- _Texto dado_:
---*---

Essa cena sempre gerou conversa de bastidores de que fosse só tentativa de produzir para quem visse a cena de senhorzinho frágil ao lado de brutamontes policiais. Nunca se saberá de fato.

Jamil Name dá entrevista ao Campo Grande News, cerca de 10 anos atrás (Foto: Campo Grande News/Arquivo)
Jamil Name dá entrevista ao Campo Grande News, cerca de 10 anos atrás (Foto: Campo Grande News/Arquivo)

Sabe-se, porém, que Jamil Name, se queria, não sabia forjar para si essa imagem de fragilidade. Nos interrogatórios deu trabalho para a defesa. Chamou magistrados de “desembargadores de bosta”, no dia da prisão, disse que havia agido em favor da carreira de Fabio Peró, o delegado coordenador da força-tarefa na Polícia Civil, no interrogatório feito em Campo Grande, no presídio federal, antes de ir para Mossoró, em razão da acusação de liderar plano para matar autoridades.

Na fase de interrogatórios, protagonizou novas cenas de descontrole. Em audiência por videoconferência, ofereceu milhões de propina ao Judiciário para voltar a Campo Grande. Queria que a oferta fosse feita “ao ministro”.

Em uma das últimas oportunidades que teve de se manifestar, atacou a própria banca de representantes legais. Queria por toda lei falar, o advogado entendia que precisavam de conversa em privado primeiro, o juiz permitiu e Name disparou.

O senhor é meu advogado, mas não manda na minha vida”, assinalou.

Para os advogados e a família, Name não respondia mais pela própria consciência. Estava senil. Essa condição, alega quem o defendeu das ações da Omertà, foi piorada pelo ambiente prisional.

---*---

- _Dados mostrados_:

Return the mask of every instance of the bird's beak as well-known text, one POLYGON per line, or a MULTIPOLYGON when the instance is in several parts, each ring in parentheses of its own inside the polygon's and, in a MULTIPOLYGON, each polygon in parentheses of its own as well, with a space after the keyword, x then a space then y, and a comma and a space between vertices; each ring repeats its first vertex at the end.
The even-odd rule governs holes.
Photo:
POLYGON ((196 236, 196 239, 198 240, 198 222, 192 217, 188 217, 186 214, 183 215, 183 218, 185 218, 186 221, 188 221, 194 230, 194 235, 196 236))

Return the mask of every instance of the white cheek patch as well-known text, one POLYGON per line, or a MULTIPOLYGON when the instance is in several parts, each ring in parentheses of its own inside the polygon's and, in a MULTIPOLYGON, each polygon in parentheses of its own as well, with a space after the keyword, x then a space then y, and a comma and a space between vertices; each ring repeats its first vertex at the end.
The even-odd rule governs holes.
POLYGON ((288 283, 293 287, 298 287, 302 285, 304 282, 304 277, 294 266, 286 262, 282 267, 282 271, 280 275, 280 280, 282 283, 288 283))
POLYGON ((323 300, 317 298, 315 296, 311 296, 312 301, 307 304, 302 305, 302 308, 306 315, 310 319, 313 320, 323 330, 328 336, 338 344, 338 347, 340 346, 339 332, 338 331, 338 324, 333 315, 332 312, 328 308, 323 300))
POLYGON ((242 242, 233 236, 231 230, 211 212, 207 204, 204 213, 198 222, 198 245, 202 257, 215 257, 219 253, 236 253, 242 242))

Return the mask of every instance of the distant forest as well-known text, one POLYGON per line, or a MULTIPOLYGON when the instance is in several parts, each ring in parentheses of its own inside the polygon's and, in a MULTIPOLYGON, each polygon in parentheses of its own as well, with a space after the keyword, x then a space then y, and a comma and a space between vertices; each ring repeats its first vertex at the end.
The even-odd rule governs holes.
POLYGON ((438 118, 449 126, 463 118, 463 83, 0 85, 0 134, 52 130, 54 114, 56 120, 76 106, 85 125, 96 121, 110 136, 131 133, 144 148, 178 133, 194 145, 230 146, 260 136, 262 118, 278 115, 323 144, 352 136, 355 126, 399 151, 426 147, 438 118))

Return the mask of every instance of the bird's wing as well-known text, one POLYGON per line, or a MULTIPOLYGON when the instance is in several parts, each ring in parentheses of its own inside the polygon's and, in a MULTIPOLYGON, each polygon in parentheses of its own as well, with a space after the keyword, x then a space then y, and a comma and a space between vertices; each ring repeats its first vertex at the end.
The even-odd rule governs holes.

---*---

- _O que fazer_:
**a.** Responda com base no texto sobre Jamil Name:
(i) De que ele chamou os magistrados no dia da prisão?
(ii) Na audiência por videoconferência, a quem ele queria que a oferta de propina fosse feita?
(iii) Para quem o defendeu das ações da Omertà, o que piorou a condição dele?
**b.** Siga escrevendo o texto sobre Jamil Name a partir da última frase.
Os dados vêm de uma fonte diferente da do texto.

- _Respostas do exercício_:
**a.**
(i) De "desembargadores de bosta".
(ii) "Ao ministro".
(iii) O ambiente prisional.

**b.**
Em várias peças, desde o começo do encarceramento, a tese da saúde frágil foi repisada, informando se tratar de octogenário com diabetes, hipertensão, doença pulmonar crônica, problemas de locomoção.

Sobre sua renda financeira, a família garante ter vindo das atividades empresariais lícitas, como por exemplo o ramo imobiliário, no qual é relacionado como responsável por "abrir" oito bairros em Campo Grande.

Jamil Name na foto da identidade, aos 42 anos (Foto: Reprodução de processo)
Jamil Name na foto da identidade, aos 42 anos (Foto: Reprodução de processo)

"Injustiça " - Depois da morte, em peça assinada por Renê Siufi e Tiago Bunning, eles classificam a situação de Name como a de alguém submetido à pena de morte por vias tortas.

Para a força-tarefa da Polícia Civil responsável pelas investigações e o Gaeco, a cargo da acusação, manter o réu preso era a única forma de impedir que o grupo criminoso chefiado por ele atrapalhasse o andamento dos processos e a produção de provas.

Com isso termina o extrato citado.